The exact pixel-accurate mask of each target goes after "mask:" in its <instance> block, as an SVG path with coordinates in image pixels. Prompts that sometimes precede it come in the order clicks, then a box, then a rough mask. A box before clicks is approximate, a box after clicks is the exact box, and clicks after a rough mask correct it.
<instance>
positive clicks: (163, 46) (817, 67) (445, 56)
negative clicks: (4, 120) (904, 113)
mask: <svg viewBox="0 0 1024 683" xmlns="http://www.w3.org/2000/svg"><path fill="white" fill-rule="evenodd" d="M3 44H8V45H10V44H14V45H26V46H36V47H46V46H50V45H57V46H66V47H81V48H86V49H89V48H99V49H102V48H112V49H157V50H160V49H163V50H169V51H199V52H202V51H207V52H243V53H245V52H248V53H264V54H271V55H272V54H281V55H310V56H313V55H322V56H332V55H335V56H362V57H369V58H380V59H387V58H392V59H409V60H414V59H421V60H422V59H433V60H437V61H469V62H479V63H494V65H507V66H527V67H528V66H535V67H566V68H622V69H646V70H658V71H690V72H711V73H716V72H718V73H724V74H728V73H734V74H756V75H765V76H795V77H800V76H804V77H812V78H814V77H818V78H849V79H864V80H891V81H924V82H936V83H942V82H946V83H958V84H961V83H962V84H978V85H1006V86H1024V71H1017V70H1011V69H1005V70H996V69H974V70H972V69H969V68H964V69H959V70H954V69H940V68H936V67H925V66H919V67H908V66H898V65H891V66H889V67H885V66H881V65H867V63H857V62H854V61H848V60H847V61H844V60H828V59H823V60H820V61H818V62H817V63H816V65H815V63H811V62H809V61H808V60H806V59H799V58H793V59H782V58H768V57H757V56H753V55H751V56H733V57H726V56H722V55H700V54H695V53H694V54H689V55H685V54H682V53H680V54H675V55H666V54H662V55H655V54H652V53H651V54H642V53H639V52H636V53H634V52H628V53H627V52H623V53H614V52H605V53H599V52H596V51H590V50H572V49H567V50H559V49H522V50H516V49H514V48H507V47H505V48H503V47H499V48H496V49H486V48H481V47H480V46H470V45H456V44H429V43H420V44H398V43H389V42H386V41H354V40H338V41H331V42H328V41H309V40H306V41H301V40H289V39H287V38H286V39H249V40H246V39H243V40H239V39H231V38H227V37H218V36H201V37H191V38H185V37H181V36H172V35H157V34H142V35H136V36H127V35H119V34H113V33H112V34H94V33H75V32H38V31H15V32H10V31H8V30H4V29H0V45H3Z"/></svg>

> [Exercise details] Whatever the number of entries above, each one is to be copied exactly.

> [Output for this task]
The exact pixel-accurate mask of each target goes after "mask:" in its <instance> block, as an SVG path with coordinates in image pixels. Prompts that sometimes precede it come in the order clicks, then a box, then a rough mask. A box before clicks is approximate, a box after clicks is the exact box, and clicks after a rough mask correct it.
<instance>
positive clicks: (163, 46) (817, 67) (445, 56)
negative clicks: (4, 120) (904, 113)
mask: <svg viewBox="0 0 1024 683" xmlns="http://www.w3.org/2000/svg"><path fill="white" fill-rule="evenodd" d="M3 44H8V45H10V44H14V45H26V46H36V47H46V46H50V45H57V46H66V47H81V48H86V49H89V48H99V49H102V48H112V49H157V50H160V49H163V50H169V51H199V52H202V51H207V52H243V53H245V52H248V53H264V54H271V55H272V54H281V55H310V56H313V55H322V56H332V55H335V56H362V57H369V58H380V59H387V58H392V59H409V60H414V59H421V60H422V59H433V60H437V61H469V62H479V63H494V65H507V66H527V67H528V66H535V67H566V68H622V69H646V70H658V71H690V72H711V73H716V72H718V73H724V74H728V73H734V74H756V75H765V76H795V77H800V76H804V77H812V78H814V77H818V78H849V79H864V80H891V81H924V82H936V83H942V82H946V83H958V84H961V83H962V84H978V85H1006V86H1024V71H1017V70H1011V69H1005V70H996V69H974V70H972V69H969V68H964V69H959V70H954V69H940V68H936V67H925V66H919V67H908V66H898V65H891V66H889V67H885V66H881V65H867V63H857V62H854V61H848V60H847V61H844V60H828V59H823V60H820V61H818V62H817V63H816V65H815V63H811V62H809V61H808V60H806V59H799V58H793V59H782V58H768V57H757V56H753V55H751V56H733V57H726V56H722V55H700V54H695V53H694V54H689V55H685V54H682V53H680V54H675V55H666V54H662V55H655V54H652V53H651V54H642V53H639V52H636V53H634V52H628V53H627V52H623V53H614V52H605V53H599V52H596V51H590V50H572V49H567V50H559V49H522V50H516V49H514V48H507V47H505V48H503V47H499V48H496V49H486V48H481V47H480V46H470V45H456V44H429V43H420V44H398V43H389V42H386V41H354V40H338V41H331V42H328V41H309V40H306V41H301V40H289V39H287V38H286V39H249V40H246V39H243V40H239V39H231V38H227V37H218V36H201V37H191V38H185V37H181V36H172V35H157V34H142V35H136V36H127V35H119V34H113V33H112V34H94V33H75V32H38V31H15V32H10V31H8V30H4V29H0V45H3Z"/></svg>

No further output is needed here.